— WHAT THE TASK ASKS —
Retype all of the data that follows, line for line.

»»

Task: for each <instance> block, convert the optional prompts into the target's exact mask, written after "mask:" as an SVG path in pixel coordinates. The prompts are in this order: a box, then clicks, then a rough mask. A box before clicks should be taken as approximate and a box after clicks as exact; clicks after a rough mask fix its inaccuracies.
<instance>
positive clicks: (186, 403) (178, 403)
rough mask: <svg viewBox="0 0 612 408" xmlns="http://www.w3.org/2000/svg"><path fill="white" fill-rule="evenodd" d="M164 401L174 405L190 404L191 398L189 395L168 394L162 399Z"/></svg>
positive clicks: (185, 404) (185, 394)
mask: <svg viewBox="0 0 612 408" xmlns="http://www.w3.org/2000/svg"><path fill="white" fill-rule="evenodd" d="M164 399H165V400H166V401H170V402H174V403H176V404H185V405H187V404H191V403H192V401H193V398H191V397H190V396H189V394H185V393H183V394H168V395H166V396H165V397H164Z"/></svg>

««

— REPLY TO THE TASK —
Task: for each <instance> block, convert the optional prompts into the target's exact mask, written after "mask:" as an SVG path in pixel coordinates. The prompts are in this order: a box, then clicks, then a rough mask. A box before clicks should be taken as approximate and a box after clicks as exact; clicks after a rough mask fix its inaccuracies.
<instance>
positive clicks: (186, 403) (178, 403)
rough mask: <svg viewBox="0 0 612 408" xmlns="http://www.w3.org/2000/svg"><path fill="white" fill-rule="evenodd" d="M164 401L174 405L190 404L191 398L189 395L168 394L162 399Z"/></svg>
positive clicks: (185, 404) (185, 394)
mask: <svg viewBox="0 0 612 408" xmlns="http://www.w3.org/2000/svg"><path fill="white" fill-rule="evenodd" d="M164 399H165V400H166V401H170V402H174V403H176V404H185V405H187V404H191V403H192V401H193V398H191V397H190V396H189V394H185V393H183V394H168V395H166V396H165V397H164Z"/></svg>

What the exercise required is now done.